EXCERPTED TEXT.
Our back side (posterior) of the body sustains a majority of the injuries mainly because we neglect major muscle groups such as rear deltoids / upper back, lumbar region (lower back), as well as hamstrings. These three weaknesses create front / back imbalance of strength and flexibility and lead to the three most common injuries in active as well as inactive people: shoulder, back, knee injuries. Here is a question that requires a long answer as lower back pain can stem from many causes:
Why do lower back muscles get tight in the morning? What things should I be considering before going ahead? A little advice would go a long way right now. Thanks.
Assuming stiffness and not injury, there are many reasons for lower back discomfort. Could be the fact you were on your feet all day or lifting heavy objects incorrectly. I asked one of my workout partners, chiropractor Dr. Steve Erle DC and he gave me the laundry list of potential causes to having lower back pain. As Dr Erle says, "You can either live with the pain or do something about it."
Here is a list of things Dr. Steve and I came up with to narrow the answer:
1. Your bed is not good. You need a firm mattress (not too soft / not too hard). Your bed should form to the shape of your body.
2. The way you sleep:
a) if you sleep on your belly your lower back stays tight all night
b) if you sleep on your back your back is allowed to relax - this supports your spine.
c) If you sleep on your side put a rolled up blanket or pillow between your knees.
3. Stay hydrated! Sore muscles could be thirsty
4. Weak abs / lower back muscles - could just need to work them more - see New Lower Back Plan.
5. Stretching keeps the pelvis as well as lumbar muscles and ligaments pliable thus allowing joints to move more freely and less susceptible to pain. Also stretch psoas and piriformis muscles as these muscles place stress on the spine from the inside causing lumbar region to contract - these are often neglected lower back muscles.

RECORD SET.
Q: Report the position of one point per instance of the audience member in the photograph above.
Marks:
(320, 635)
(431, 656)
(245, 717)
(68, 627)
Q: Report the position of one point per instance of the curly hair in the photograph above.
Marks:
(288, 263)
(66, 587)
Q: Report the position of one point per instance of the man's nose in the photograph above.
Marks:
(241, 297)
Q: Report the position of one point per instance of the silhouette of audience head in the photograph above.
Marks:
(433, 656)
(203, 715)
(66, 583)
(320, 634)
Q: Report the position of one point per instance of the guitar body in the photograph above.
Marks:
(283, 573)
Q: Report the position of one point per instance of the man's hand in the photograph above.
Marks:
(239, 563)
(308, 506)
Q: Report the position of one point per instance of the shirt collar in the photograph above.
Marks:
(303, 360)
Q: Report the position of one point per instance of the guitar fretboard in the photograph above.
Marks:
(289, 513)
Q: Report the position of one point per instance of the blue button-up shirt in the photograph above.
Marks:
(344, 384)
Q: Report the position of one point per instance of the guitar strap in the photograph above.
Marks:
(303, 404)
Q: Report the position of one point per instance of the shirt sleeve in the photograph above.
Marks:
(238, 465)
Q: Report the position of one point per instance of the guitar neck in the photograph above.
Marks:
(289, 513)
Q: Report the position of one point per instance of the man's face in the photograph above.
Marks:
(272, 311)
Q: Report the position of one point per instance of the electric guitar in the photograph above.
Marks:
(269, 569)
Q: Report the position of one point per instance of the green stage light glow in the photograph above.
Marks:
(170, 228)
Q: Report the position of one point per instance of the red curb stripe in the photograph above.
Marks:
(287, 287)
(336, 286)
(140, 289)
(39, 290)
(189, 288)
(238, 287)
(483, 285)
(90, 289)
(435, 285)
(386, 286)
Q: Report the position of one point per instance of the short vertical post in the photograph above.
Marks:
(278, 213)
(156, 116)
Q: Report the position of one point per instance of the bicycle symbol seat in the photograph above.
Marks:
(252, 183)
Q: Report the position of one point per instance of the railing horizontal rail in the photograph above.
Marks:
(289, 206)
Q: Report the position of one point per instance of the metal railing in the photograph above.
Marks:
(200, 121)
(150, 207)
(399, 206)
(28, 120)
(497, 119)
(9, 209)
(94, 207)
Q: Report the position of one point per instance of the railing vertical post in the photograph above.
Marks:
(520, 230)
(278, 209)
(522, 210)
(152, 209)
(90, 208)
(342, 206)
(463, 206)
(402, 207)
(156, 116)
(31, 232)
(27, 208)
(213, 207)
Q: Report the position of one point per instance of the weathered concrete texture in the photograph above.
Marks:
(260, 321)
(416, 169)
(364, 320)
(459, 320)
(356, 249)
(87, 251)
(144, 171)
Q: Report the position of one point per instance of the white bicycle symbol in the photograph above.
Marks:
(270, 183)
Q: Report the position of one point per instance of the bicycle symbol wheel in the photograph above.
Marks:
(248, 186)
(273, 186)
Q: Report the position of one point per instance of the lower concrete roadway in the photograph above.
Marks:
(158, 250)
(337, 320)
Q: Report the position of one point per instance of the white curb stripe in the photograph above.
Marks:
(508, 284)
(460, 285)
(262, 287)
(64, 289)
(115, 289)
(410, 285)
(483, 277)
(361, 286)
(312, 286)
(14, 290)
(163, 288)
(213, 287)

PROBLEM SET.
(1) In the text on lower back pain, what should someone who sleeps on their side put between their knees?
(2) Continue the text on morning lower back tightness from the point where it stops.

ANSWERS PER TASK.
(1) A rolled-up blanket or pillow.

(2)
6. Beginner PT programs / lower back plan and exercise like yoga and pilates will strengthen your core muscles which support the lumbar spine.
7. Posture -- poor posture is a result of spinal issues not a cause of them. If you have noticeably poor posture you likely have a spinal problem. These are best diagnosed by a Chiropractor.
From Dr Erle - What causes Back Pain?
The quick answer is gravity. The spine is the main weight bearing structure of the body and houses the central nervous system (CNS). The more you move the more wear and tear the spine takes. Therefore pain and injury are extremely common. 80 plus percent of the world's population will experience lumbar pain at one point over a lifetime. Lumbar pain is the number one reason for visits to primary medical physicians and number two reason for work absence.
You cannot avoid the effects of gravity, but you can minimize the effects of wear and tear. How? As a dentist is to tooth decay a Chiropractor is the spinal decay. Exercise; this is not just a recommendation, it's a must. The body is designed for activity, you therefore must remain active. Low impact activities such as yoga, pilates, stretching, running, resistance training, swimming are great ways to minimize the effects of wear and tear of the spine and reduce pain. High impact activities like football, ruck marches, gymnastics and or just sleeping wrong can lead to chronic spinal issues.
Start a low impact exercise program. PT as well as other low impact activities such as yoga should be done daily. Be proactive in your health care. Don't wait for back pain, that's like waiting until your teeth hurt to brush them.
However, if you are like 99.9% of all people you are going to wait until you have back pain before you'll do anything. If you wake up one morning only with stiffness and it goes away, you are likely fine. However, if you wake up every morning this way remember the seven most dangerous words in health care, "it will go away on its own." It not go away on its own and it will get worse and be harder to fix later. If you are having back pain more than one time a week, see your local Chiropractor. These are the doctors who spend more time than any other on spine related issues.
Stew Smith is a former Navy SEAL and fitness author certified as a Strength and Conditioning Specialist (CSCS) with the National Strength and Conditioning Association. If you are interested in starting a workout program to create a healthy lifestyle - check out the Military.com Fitness eBook store and the Stew Smith article archive at Military.com. To contact Stew with your comments and questions, e-mail him at firstname.lastname@example.org.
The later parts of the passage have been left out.